— TASK TO COMPLETE —
Across these entries, work out how many lines carry the string "crane", and give only that number.

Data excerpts
════

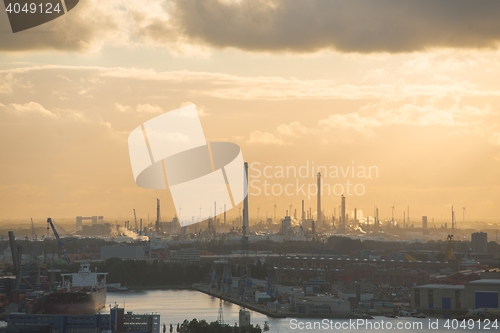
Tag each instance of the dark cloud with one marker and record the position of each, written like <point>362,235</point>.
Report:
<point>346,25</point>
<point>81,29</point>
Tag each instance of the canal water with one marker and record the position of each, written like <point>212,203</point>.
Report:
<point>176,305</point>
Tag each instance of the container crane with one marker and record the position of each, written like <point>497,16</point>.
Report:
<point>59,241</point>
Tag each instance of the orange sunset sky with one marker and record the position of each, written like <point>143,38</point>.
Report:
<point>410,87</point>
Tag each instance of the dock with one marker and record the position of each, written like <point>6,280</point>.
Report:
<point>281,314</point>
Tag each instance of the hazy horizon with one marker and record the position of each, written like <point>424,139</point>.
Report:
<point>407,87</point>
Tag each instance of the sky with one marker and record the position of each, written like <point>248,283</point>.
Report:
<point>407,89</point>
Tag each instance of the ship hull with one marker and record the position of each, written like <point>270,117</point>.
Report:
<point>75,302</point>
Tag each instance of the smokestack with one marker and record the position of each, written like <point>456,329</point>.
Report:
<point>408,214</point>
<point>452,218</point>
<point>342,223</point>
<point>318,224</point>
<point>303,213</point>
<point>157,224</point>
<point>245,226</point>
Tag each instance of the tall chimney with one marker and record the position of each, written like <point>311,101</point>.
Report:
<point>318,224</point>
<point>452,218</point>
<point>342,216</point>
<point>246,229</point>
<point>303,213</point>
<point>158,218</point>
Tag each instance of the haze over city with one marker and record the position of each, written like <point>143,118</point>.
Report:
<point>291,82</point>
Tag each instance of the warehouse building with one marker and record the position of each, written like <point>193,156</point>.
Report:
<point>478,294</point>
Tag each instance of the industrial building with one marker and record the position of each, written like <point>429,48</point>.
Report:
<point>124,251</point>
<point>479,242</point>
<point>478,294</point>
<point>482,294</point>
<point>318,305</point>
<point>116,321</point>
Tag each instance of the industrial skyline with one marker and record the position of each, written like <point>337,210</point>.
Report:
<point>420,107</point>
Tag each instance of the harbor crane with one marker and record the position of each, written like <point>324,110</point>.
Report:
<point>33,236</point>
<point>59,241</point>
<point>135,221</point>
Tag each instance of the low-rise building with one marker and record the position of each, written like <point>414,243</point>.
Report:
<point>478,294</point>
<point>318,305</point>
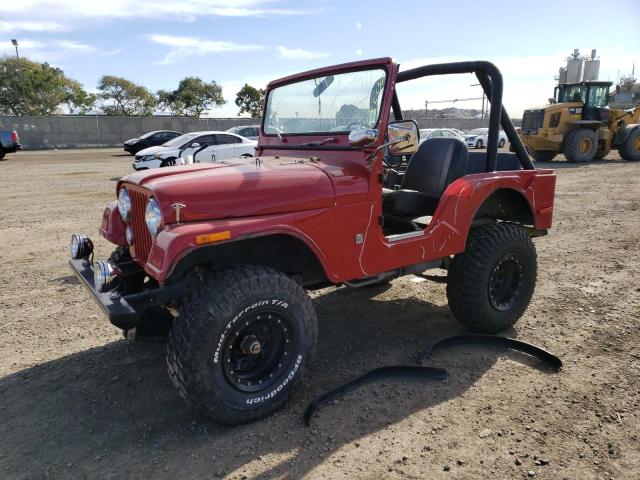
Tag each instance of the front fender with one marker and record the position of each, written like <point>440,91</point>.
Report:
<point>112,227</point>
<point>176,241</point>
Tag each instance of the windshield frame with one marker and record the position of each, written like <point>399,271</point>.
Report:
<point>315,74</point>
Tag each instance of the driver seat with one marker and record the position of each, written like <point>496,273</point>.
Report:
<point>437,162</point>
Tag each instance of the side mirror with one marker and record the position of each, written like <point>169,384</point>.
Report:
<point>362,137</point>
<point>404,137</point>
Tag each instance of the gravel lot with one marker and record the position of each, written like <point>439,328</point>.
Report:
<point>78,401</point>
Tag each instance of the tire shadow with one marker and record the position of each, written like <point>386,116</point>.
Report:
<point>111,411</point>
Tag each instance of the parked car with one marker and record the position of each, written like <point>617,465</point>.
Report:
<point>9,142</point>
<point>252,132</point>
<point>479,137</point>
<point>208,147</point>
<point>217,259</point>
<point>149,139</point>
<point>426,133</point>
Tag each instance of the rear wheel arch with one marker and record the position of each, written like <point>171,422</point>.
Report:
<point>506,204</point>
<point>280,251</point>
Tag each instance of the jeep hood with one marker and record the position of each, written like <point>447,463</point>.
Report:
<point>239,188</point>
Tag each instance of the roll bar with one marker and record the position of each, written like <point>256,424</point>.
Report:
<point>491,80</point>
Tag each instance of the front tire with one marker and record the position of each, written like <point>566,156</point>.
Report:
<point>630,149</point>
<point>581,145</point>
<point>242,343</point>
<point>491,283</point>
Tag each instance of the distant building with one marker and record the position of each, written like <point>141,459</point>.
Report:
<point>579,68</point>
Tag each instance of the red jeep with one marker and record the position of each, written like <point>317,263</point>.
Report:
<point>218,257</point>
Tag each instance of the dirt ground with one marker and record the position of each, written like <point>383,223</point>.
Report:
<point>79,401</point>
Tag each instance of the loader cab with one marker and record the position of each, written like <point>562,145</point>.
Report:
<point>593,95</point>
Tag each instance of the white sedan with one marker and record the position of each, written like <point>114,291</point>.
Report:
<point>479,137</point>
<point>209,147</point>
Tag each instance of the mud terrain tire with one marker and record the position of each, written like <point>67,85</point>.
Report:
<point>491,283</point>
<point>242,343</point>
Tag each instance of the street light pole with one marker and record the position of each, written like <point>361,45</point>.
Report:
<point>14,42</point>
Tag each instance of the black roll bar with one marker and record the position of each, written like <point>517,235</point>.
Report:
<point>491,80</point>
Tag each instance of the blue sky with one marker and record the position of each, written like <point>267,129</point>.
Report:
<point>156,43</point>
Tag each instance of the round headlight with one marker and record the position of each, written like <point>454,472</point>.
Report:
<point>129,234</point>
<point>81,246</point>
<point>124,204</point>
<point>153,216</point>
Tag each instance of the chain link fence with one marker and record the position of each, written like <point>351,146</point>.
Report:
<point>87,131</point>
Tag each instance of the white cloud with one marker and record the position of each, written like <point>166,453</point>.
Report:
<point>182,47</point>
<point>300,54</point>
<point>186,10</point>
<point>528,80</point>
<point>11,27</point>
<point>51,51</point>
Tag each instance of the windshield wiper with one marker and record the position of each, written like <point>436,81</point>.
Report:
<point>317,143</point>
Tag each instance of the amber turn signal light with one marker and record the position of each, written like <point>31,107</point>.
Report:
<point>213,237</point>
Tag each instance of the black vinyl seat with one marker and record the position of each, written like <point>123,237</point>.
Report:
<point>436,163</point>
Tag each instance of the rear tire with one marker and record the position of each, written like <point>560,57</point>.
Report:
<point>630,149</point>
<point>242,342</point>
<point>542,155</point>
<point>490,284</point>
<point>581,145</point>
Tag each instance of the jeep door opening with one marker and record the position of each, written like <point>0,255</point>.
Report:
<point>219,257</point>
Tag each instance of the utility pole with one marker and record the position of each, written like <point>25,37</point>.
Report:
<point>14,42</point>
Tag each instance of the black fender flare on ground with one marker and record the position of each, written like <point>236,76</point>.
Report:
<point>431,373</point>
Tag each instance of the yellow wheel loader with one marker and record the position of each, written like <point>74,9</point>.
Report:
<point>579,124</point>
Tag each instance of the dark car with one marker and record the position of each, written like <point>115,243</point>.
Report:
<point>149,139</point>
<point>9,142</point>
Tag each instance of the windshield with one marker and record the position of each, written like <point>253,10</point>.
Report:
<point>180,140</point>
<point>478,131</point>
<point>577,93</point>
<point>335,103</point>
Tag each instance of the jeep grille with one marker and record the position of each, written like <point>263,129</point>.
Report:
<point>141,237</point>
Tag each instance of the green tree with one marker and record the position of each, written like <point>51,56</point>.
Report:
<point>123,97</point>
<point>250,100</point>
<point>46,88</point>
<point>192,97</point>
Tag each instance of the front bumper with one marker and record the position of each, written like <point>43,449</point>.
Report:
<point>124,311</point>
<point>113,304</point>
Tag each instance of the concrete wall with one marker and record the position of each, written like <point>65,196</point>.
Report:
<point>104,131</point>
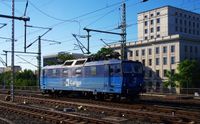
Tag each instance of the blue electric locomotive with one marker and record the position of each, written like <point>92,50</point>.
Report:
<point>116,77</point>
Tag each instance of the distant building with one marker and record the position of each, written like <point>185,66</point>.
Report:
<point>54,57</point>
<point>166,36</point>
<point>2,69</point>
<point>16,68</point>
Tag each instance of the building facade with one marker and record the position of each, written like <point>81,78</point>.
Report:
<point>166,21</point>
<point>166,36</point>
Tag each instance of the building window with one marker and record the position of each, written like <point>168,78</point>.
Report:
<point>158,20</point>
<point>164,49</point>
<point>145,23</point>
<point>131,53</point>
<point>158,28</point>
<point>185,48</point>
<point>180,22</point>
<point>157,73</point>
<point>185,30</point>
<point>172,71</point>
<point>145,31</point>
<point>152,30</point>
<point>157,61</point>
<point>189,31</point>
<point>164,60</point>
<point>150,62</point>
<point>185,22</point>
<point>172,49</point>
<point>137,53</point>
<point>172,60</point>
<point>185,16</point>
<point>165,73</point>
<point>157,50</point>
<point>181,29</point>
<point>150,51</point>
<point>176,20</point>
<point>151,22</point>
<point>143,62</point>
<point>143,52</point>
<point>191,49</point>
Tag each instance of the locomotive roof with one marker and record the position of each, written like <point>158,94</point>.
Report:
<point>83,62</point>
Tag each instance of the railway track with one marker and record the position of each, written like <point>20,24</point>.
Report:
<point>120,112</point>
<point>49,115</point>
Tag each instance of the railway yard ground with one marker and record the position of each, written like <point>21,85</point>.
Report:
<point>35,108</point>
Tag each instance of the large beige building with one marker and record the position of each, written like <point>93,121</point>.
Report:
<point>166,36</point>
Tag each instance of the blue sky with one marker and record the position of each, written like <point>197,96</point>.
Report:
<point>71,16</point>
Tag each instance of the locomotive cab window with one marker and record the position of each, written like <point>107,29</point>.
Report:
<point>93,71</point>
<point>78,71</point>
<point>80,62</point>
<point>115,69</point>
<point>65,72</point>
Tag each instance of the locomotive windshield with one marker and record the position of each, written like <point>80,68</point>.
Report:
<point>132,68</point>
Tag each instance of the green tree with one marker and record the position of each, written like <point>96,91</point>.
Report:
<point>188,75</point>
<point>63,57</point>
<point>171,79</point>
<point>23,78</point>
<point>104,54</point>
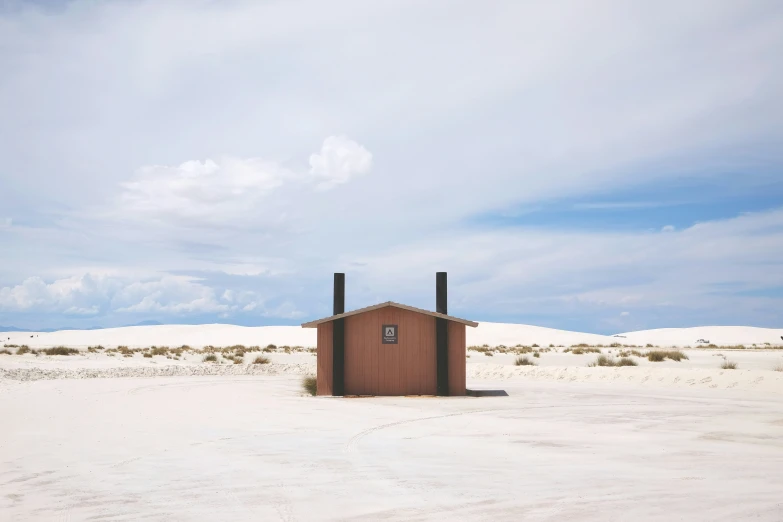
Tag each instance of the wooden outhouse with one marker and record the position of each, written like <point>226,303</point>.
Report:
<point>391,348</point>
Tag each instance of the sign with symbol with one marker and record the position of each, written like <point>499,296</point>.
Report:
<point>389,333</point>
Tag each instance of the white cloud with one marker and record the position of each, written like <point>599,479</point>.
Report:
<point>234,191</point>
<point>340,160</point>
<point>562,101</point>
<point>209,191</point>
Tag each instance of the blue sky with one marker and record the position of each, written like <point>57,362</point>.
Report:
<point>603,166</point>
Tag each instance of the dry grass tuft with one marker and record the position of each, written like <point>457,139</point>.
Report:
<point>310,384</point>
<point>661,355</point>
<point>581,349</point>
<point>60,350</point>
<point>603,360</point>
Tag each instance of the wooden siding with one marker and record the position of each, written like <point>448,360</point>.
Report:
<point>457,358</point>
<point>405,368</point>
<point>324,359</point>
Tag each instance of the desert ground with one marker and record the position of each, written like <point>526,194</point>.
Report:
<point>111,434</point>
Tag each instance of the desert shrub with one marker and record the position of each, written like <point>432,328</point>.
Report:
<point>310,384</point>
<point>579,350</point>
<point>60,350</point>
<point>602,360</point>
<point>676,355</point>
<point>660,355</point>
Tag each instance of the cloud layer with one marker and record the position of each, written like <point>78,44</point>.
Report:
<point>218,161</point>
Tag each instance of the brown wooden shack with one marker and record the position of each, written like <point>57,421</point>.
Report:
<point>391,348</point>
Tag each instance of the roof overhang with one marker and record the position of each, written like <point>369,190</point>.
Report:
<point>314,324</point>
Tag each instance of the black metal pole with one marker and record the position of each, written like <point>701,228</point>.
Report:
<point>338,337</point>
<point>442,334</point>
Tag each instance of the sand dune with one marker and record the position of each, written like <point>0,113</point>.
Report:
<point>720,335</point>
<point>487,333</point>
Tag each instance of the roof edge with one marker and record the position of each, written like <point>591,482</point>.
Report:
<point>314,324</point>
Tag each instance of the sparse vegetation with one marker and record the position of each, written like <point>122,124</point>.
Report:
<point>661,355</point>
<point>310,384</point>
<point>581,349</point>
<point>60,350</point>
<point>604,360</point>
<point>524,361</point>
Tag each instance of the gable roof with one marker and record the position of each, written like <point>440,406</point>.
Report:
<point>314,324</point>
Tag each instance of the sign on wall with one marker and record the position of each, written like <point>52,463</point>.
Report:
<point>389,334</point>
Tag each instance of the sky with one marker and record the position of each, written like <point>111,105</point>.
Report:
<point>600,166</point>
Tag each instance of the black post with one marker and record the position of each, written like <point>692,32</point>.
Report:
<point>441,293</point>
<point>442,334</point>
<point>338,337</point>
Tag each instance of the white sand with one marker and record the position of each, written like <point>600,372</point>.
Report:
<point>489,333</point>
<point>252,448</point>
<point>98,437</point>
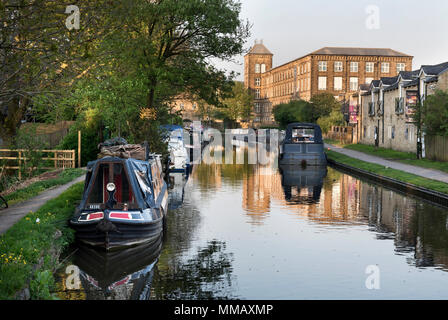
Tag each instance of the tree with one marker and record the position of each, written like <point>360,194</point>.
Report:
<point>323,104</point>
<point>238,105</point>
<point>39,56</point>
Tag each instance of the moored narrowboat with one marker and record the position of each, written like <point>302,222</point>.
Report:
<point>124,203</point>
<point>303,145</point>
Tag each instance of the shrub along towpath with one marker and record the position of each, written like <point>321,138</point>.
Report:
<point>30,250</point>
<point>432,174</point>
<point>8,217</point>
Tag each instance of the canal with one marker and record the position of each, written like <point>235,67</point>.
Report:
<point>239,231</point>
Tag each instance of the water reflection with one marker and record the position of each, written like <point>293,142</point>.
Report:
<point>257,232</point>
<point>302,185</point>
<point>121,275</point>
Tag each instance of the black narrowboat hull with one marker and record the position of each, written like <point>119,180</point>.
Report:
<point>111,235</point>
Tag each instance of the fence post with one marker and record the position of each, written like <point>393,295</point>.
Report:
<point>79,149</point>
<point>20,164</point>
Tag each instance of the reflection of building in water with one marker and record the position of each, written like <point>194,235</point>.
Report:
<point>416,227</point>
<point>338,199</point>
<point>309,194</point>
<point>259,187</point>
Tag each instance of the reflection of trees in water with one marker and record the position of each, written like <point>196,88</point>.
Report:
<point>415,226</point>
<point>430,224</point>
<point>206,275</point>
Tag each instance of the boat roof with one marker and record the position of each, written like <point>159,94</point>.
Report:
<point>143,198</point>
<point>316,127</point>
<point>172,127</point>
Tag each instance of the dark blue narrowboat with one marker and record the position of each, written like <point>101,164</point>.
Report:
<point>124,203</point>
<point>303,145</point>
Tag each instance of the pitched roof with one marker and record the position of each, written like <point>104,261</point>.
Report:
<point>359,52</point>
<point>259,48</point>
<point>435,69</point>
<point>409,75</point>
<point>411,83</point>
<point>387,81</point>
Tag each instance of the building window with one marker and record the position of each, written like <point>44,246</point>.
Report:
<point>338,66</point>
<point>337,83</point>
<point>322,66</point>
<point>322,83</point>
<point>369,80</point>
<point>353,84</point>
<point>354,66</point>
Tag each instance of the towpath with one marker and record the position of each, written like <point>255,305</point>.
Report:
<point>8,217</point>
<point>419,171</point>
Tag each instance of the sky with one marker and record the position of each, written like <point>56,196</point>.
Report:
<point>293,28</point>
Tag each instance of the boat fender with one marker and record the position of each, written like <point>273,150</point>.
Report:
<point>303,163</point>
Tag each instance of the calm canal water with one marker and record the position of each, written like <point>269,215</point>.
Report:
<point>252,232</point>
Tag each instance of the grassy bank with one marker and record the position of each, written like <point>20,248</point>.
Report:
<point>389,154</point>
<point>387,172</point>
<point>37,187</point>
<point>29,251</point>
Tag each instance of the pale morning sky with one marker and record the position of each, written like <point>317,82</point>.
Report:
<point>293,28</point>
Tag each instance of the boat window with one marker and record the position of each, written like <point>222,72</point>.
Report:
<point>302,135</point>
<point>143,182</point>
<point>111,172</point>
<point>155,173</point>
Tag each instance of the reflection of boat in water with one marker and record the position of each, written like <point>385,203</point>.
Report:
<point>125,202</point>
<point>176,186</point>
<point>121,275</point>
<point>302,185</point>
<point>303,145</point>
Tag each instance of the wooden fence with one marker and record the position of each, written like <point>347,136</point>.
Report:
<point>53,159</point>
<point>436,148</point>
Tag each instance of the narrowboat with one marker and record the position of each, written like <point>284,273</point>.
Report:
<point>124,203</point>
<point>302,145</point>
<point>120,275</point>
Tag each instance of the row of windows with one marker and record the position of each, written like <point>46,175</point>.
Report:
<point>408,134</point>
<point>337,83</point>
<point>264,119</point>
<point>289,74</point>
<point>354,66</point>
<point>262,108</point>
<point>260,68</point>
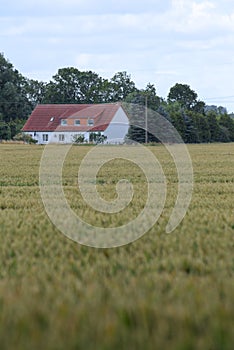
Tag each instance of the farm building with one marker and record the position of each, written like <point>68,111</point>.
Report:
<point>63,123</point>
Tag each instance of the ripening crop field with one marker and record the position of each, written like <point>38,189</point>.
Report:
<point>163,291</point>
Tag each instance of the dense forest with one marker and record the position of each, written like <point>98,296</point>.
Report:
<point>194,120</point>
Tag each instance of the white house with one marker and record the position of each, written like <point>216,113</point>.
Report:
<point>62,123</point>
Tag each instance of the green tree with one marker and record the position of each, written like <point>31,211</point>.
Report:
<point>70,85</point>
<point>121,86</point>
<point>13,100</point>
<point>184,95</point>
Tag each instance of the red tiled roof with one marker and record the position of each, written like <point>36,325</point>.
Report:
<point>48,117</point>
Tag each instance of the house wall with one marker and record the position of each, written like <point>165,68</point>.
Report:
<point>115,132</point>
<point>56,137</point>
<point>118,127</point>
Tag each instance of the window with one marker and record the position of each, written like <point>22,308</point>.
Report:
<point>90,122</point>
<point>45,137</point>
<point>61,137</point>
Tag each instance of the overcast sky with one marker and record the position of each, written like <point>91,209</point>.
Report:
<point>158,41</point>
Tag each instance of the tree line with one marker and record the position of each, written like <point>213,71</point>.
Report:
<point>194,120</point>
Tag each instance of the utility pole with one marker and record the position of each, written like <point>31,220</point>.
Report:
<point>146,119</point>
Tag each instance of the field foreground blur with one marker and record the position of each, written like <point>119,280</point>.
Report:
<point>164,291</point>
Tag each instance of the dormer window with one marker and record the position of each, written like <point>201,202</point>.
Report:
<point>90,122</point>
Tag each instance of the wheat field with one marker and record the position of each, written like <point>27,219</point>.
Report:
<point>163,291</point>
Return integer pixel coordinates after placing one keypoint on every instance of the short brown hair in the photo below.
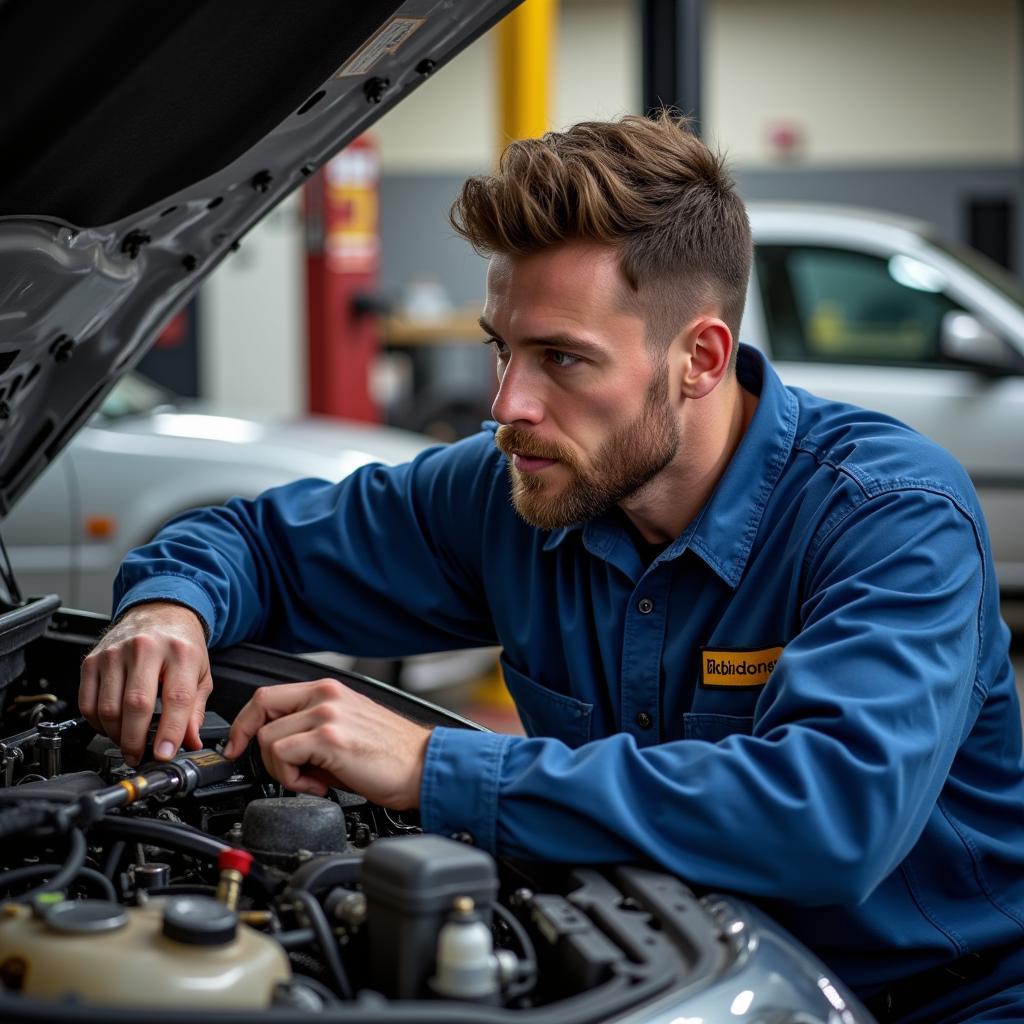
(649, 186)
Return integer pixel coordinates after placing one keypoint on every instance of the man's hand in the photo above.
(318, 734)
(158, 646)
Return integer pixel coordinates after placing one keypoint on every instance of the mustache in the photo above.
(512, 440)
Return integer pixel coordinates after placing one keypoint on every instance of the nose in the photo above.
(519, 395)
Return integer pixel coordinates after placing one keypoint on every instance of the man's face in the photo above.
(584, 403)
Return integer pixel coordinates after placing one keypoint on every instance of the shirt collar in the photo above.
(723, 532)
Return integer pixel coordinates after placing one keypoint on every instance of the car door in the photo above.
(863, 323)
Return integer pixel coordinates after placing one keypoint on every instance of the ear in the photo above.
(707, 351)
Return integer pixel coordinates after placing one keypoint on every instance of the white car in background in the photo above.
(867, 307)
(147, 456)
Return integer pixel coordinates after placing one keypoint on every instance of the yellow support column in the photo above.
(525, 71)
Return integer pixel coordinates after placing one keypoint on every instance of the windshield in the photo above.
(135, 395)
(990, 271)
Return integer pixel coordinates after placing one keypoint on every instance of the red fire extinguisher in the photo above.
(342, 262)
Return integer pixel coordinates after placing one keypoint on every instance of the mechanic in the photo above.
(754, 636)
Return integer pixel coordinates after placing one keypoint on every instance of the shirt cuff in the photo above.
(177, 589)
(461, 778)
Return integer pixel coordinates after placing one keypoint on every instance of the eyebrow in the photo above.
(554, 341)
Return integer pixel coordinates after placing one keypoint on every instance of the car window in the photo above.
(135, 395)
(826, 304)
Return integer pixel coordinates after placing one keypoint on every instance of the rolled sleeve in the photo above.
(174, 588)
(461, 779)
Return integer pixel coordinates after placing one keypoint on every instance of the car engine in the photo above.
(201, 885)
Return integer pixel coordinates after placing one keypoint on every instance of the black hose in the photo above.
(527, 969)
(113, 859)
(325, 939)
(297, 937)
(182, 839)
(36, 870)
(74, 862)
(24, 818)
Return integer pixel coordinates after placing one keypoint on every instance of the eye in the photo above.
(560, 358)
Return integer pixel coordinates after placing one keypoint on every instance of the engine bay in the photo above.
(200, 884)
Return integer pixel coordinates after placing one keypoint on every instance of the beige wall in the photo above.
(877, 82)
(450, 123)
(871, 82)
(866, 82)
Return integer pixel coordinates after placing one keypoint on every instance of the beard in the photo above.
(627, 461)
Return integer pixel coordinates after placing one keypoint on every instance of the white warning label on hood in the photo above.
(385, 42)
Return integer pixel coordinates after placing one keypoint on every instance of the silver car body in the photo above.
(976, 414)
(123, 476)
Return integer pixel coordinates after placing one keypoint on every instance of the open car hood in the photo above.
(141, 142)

════

— SOLUTION FOR THIS PROBLEM —
2